======== Records for this exercise ========

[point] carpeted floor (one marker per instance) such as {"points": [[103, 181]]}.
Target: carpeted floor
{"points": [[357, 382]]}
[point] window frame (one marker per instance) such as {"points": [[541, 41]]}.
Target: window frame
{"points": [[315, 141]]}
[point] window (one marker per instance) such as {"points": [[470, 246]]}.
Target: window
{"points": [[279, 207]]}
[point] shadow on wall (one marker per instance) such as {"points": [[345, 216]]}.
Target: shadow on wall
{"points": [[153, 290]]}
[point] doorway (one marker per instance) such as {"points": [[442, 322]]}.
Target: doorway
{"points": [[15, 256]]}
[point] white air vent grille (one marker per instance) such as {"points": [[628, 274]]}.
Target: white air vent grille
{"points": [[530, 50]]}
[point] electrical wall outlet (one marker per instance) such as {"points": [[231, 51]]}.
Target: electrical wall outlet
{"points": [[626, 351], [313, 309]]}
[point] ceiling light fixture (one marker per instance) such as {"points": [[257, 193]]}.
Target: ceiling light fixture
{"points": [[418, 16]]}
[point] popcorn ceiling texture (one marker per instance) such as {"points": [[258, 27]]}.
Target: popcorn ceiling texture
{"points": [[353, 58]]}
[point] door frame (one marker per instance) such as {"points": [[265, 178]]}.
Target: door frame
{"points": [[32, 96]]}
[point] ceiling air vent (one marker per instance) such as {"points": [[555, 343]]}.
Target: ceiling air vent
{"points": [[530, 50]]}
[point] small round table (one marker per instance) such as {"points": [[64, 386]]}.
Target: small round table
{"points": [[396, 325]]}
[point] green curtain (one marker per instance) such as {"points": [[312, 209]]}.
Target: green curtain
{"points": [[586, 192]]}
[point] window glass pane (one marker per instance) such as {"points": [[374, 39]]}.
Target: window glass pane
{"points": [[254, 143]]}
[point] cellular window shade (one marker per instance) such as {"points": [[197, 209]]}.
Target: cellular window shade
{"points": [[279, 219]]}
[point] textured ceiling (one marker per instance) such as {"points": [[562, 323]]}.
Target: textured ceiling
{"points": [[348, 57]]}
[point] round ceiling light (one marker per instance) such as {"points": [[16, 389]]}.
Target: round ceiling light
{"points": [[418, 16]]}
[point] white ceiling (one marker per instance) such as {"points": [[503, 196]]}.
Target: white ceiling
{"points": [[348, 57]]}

========
======== Records for this exercise ========

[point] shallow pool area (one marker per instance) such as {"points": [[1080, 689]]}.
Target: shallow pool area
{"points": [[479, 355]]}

========

Pull out every line of the records that has the word "white" in it.

Final result ▸
[point] white air vent grille (one marker per instance) such as {"points": [[628, 274]]}.
Target: white air vent grille
[point] white ceiling (one marker per instance) such as {"points": [[503, 196]]}.
Target: white ceiling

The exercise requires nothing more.